▶ THE PROBLEM: Go through the data below and count every line that has the word "white". Return only the count.

▶ DATA FOR THE TASK:

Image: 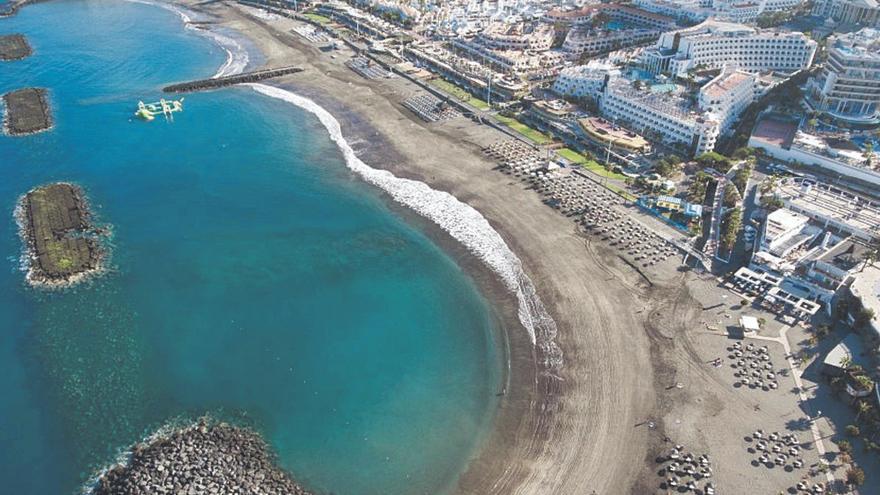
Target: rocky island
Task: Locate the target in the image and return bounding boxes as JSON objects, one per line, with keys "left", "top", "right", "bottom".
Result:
{"left": 0, "top": 34, "right": 31, "bottom": 61}
{"left": 92, "top": 420, "right": 313, "bottom": 495}
{"left": 17, "top": 183, "right": 104, "bottom": 287}
{"left": 3, "top": 87, "right": 52, "bottom": 135}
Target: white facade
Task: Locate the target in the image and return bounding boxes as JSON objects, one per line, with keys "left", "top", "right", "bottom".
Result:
{"left": 760, "top": 208, "right": 811, "bottom": 256}
{"left": 636, "top": 0, "right": 804, "bottom": 21}
{"left": 749, "top": 127, "right": 880, "bottom": 188}
{"left": 476, "top": 21, "right": 554, "bottom": 51}
{"left": 562, "top": 27, "right": 661, "bottom": 57}
{"left": 806, "top": 28, "right": 880, "bottom": 123}
{"left": 644, "top": 20, "right": 817, "bottom": 77}
{"left": 552, "top": 61, "right": 620, "bottom": 99}
{"left": 633, "top": 0, "right": 710, "bottom": 21}
{"left": 812, "top": 0, "right": 880, "bottom": 28}
{"left": 699, "top": 69, "right": 758, "bottom": 132}
{"left": 600, "top": 78, "right": 721, "bottom": 155}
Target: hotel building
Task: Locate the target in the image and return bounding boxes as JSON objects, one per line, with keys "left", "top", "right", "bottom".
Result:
{"left": 812, "top": 0, "right": 880, "bottom": 27}
{"left": 552, "top": 61, "right": 621, "bottom": 100}
{"left": 597, "top": 68, "right": 756, "bottom": 155}
{"left": 643, "top": 20, "right": 817, "bottom": 77}
{"left": 806, "top": 28, "right": 880, "bottom": 124}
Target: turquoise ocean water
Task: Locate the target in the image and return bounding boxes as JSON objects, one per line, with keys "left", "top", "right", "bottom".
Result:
{"left": 0, "top": 1, "right": 502, "bottom": 493}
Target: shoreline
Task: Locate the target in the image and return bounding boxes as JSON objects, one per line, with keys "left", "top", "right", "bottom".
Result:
{"left": 167, "top": 1, "right": 671, "bottom": 493}
{"left": 173, "top": 2, "right": 656, "bottom": 493}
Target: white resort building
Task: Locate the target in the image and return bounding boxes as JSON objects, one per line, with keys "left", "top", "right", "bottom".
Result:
{"left": 760, "top": 208, "right": 812, "bottom": 257}
{"left": 596, "top": 68, "right": 757, "bottom": 155}
{"left": 552, "top": 60, "right": 621, "bottom": 100}
{"left": 806, "top": 28, "right": 880, "bottom": 124}
{"left": 644, "top": 20, "right": 817, "bottom": 77}
{"left": 636, "top": 0, "right": 805, "bottom": 22}
{"left": 599, "top": 79, "right": 719, "bottom": 155}
{"left": 699, "top": 69, "right": 759, "bottom": 131}
{"left": 812, "top": 0, "right": 880, "bottom": 28}
{"left": 475, "top": 21, "right": 555, "bottom": 52}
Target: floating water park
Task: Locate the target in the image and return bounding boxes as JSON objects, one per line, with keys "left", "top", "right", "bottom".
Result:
{"left": 135, "top": 98, "right": 184, "bottom": 121}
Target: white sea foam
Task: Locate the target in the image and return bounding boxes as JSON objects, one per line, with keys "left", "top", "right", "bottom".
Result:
{"left": 247, "top": 83, "right": 562, "bottom": 365}
{"left": 138, "top": 0, "right": 562, "bottom": 367}
{"left": 124, "top": 0, "right": 249, "bottom": 78}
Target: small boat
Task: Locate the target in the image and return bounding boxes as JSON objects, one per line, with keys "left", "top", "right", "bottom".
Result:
{"left": 135, "top": 98, "right": 184, "bottom": 121}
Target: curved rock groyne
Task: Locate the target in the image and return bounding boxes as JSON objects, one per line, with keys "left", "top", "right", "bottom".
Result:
{"left": 92, "top": 421, "right": 312, "bottom": 495}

▶ EXERCISE ANSWER: 3